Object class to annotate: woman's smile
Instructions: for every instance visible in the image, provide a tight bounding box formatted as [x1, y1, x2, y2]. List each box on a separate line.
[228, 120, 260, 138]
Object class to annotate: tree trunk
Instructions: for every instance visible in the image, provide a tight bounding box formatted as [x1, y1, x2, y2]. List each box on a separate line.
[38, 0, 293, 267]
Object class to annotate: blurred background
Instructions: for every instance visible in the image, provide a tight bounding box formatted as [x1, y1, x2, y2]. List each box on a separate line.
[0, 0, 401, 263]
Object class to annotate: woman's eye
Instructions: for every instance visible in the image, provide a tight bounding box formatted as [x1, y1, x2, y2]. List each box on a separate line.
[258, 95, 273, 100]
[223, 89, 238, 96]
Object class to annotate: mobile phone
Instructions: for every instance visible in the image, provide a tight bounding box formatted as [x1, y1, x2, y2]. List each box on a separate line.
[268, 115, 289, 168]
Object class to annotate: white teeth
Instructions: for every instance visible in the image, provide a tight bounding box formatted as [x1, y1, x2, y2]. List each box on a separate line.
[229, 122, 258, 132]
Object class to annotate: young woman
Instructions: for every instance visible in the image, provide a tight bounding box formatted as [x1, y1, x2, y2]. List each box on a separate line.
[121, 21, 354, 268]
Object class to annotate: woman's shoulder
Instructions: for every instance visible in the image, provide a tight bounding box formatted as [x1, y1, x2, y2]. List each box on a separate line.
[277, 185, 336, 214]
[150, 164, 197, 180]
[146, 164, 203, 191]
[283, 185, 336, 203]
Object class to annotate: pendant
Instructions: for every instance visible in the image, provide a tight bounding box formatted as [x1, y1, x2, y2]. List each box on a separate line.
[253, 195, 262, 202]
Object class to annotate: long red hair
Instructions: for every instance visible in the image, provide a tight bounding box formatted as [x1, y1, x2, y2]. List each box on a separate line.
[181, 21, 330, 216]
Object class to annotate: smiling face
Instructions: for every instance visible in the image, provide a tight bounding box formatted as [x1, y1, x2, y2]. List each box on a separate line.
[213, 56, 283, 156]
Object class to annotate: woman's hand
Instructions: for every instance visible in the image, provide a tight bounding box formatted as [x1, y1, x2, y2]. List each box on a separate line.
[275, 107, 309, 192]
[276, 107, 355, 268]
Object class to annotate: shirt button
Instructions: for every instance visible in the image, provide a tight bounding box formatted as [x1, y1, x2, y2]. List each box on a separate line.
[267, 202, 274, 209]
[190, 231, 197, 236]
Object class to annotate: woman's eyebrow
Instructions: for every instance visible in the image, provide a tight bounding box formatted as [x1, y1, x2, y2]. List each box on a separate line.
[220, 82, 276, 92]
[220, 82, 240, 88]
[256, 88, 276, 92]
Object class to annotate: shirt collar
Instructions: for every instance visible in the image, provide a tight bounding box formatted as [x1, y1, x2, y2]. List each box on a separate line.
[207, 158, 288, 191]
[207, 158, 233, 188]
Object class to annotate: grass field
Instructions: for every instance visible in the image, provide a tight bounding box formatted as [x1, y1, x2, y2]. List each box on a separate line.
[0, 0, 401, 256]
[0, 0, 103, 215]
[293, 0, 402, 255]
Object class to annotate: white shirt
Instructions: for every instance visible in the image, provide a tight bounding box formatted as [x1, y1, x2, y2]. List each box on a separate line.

☆ ☆ ☆ ☆ ☆

EXERCISE DESCRIPTION: Copy the entries exactly as they appear.

SOLUTION TO THE PROBLEM:
Object class to annotate: woman's smile
Instructions: for every instance visible in the image, provide a tight bounding box formatted as [x1, y1, x2, y2]. List each box on a separate line.
[228, 120, 260, 138]
Object class to annotate: tree trunk
Instructions: for every instance visible in the image, provide a tight bounding box formatted as [x1, y1, x2, y2]. List each box on a separate line.
[38, 0, 293, 267]
Object class to annotate: blurred background
Instructions: for every instance visible in the image, provide a tight bounding box formatted as [x1, y1, x2, y2]. List each box on a separate line.
[0, 0, 401, 263]
Object class to annotate: woman's eye
Instructions: for every instance visible in the image, provide a tight bounding box formatted as [x1, y1, x2, y2]. List each box on a separate line.
[258, 95, 273, 100]
[223, 89, 238, 96]
Object class to annotate: mobile phone
Instructions: for every instance visible in the image, provide a tight bounding box formatted as [x1, y1, x2, y2]. List each box on a separate line.
[268, 115, 289, 168]
Object class to annotate: white teeth
Instructions: for every instance visible in the image, provide a tight bounding box formatted as [x1, y1, x2, y2]. List each box on a separate line.
[229, 122, 258, 132]
Object class to annotate: young woman
Instructions: for every instance visible in the image, provide a tight bounding box formatted as [x1, y1, x2, y2]. List each box on a separate line.
[121, 21, 354, 268]
Object class to annotate: woman's shoulder
Instructions: for every instance visible in the image, provide a tight bounding box formatted as [x1, y1, x2, y2]. List each box on a separate line.
[277, 185, 336, 214]
[150, 164, 197, 180]
[146, 164, 203, 191]
[283, 185, 336, 203]
Object class to annotate: pendant
Instructions: for every instance visible in the image, provide a tight bounding box formatted as [x1, y1, x2, y2]. List each box on a separate line.
[253, 195, 262, 202]
Object class to annotate: long red hair
Instructions: for every instance visible in the image, provide a tight bounding box formatted as [x1, y1, x2, y2]. List each box on a separate line.
[181, 21, 330, 216]
Object class to annotate: smiling face
Instructions: for every instance visible in the image, provide a tight bounding box formatted as [x1, y1, x2, y2]. List each box on a separate line.
[213, 56, 283, 156]
Object class to annotate: woman's hand
Instructions: for every instance visible in the image, provide a tight bounding box formatted as [x1, y1, x2, y2]. List each box on a separate line.
[275, 107, 309, 192]
[276, 107, 355, 268]
Object class to annotate: shirt button
Instructions: for every instance visible in the image, provide a tight bounding box formatted as [x1, y1, x2, y2]. List each box on a separate line.
[267, 202, 274, 209]
[190, 231, 197, 236]
Object class to annotate: woman's eyebrow
Instructions: for every instance visible in the image, provide a tight bounding box formatted as [x1, y1, x2, y2]. List each box on a separate line.
[220, 82, 276, 92]
[220, 82, 240, 88]
[256, 88, 276, 92]
Object class to annotate: shirt collar
Instructions: for every instance visible in the image, provide a tight bounding box formatted as [x1, y1, x2, y2]. List each box on a separate line.
[207, 158, 288, 191]
[207, 158, 233, 188]
Object class to annotate: grass field
Instructions: for every instance visible in the image, provide a tight bounding box formatted as [x1, y1, x2, y2]. List each box on a separate line.
[0, 0, 401, 256]
[0, 0, 103, 215]
[293, 0, 402, 255]
Object class to annotate: white shirt
Instructions: for every instance visible in the image, provide a tight bounding box formatted as [x1, y1, x2, y2]. List each box on a separate line.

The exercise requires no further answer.